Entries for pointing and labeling
------------

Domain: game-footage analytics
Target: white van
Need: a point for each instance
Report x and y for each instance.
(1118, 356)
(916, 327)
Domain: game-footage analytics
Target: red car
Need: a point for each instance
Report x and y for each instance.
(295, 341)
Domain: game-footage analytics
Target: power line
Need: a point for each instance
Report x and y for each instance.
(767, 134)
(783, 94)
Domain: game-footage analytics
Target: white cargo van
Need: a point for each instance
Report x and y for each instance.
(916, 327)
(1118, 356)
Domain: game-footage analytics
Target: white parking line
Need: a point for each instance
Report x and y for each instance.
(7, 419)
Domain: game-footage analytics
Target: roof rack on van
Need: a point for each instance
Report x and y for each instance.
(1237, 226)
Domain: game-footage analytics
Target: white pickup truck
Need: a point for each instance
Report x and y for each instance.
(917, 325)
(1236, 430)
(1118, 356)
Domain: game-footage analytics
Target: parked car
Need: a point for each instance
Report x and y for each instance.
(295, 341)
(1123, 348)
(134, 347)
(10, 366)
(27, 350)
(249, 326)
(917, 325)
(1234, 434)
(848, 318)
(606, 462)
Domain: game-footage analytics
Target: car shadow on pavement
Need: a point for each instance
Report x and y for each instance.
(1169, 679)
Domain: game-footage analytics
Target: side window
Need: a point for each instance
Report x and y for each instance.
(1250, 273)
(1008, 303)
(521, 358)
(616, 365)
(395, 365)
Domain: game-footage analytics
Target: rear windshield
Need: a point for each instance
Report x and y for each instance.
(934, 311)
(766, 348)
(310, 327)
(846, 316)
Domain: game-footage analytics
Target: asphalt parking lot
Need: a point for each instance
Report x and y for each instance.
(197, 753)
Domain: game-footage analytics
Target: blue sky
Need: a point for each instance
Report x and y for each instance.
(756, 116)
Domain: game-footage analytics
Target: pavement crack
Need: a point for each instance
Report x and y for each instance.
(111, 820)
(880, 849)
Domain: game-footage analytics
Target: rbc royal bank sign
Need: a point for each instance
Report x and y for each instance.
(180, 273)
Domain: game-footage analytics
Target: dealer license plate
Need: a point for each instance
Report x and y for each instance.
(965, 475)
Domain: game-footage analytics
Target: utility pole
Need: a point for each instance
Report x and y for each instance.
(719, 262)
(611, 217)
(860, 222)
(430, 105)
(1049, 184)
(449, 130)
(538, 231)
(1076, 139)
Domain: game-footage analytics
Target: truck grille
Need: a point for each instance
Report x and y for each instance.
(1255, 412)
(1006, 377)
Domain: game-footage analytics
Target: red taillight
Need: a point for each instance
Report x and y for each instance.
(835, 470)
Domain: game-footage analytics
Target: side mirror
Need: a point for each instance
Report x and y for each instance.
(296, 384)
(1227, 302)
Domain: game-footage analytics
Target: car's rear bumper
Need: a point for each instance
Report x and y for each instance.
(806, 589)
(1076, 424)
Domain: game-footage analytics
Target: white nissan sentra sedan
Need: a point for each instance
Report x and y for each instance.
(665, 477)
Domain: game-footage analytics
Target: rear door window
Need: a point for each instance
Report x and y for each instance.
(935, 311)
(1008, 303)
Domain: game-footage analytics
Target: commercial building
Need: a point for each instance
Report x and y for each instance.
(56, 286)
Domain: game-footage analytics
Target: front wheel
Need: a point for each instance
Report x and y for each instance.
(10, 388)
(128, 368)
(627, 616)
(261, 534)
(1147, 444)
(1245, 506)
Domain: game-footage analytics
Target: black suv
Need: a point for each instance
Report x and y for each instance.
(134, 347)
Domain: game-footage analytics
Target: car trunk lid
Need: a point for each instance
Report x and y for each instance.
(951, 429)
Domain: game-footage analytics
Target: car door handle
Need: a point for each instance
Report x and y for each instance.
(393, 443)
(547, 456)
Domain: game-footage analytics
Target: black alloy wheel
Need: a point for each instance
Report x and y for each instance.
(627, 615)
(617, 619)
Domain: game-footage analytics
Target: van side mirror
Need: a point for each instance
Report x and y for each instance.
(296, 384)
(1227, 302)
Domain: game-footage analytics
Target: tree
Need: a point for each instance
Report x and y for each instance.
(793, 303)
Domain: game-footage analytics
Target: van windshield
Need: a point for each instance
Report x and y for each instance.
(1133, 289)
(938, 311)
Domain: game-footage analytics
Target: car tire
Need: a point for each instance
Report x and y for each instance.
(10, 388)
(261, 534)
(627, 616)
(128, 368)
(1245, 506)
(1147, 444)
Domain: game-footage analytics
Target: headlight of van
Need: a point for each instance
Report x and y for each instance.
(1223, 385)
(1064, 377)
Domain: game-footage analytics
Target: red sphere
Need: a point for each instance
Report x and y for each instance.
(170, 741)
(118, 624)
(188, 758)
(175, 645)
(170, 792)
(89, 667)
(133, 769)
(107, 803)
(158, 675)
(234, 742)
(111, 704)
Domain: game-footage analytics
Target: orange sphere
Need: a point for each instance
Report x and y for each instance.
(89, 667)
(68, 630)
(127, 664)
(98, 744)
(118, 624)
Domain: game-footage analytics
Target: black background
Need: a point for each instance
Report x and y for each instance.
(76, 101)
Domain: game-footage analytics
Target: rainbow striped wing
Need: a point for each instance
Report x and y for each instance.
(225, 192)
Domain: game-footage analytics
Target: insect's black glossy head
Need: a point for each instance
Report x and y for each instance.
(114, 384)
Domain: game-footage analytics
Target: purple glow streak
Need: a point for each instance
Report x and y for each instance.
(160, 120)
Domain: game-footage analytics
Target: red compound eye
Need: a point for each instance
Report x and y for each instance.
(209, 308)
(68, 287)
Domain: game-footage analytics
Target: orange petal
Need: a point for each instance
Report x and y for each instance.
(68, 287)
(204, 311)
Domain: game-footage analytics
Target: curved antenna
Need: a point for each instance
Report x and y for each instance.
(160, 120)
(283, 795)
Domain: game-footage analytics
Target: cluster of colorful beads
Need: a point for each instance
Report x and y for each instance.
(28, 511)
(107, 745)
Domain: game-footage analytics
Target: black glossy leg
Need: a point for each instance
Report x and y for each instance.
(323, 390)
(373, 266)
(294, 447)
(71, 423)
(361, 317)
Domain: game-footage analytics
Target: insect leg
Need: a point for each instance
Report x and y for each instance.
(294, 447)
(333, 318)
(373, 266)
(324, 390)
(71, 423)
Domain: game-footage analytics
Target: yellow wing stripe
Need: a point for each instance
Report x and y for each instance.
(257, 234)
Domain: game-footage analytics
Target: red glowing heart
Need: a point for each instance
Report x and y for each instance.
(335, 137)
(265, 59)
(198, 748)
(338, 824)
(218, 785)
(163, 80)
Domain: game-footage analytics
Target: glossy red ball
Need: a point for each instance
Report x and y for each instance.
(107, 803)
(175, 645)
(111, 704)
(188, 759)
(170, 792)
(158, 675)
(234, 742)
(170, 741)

------------

# WHAT IS BEING ASKED
Quote the data from its beginning through the line containing "(1169, 679)", including that line.

# WRITTEN REPLY
Domain: game-footage analytics
Target: white van
Need: a point for each instance
Report x and y for each instance.
(1118, 356)
(916, 327)
Domain: game-footage analytics
Target: red car
Need: a point for each instance
Report x and y for each instance.
(295, 341)
Domain: game-footage analytics
Target: power line
Need: a point for each instance
Report x and y for each instance.
(767, 134)
(783, 94)
Domain: game-footage analytics
Target: white cargo van
Need: a point for each instance
Report x and y for each instance.
(916, 327)
(1118, 356)
Domain: game-footage analytics
Target: white parking line
Need: a point for each instance
Report x and y for each instance.
(7, 419)
Domain: game-footage analytics
Target: roof rack on van
Need: a point for each instance
Report x and y for each instance.
(1237, 226)
Domain: game-footage analytics
Target: white pickup truck
Need: a point for each instance
Report x and y for each instance.
(917, 325)
(1236, 430)
(1118, 356)
Domain: game-footage analytics
Target: parked car
Need: a point for each instance
Report x and y for each instance.
(295, 341)
(1123, 348)
(134, 347)
(10, 366)
(27, 350)
(249, 326)
(917, 325)
(1234, 434)
(848, 318)
(606, 462)
Domain: game-footage analytics
Target: car shadow on pavement
Need: a point for each instance
Report x and y for each instance.
(1169, 679)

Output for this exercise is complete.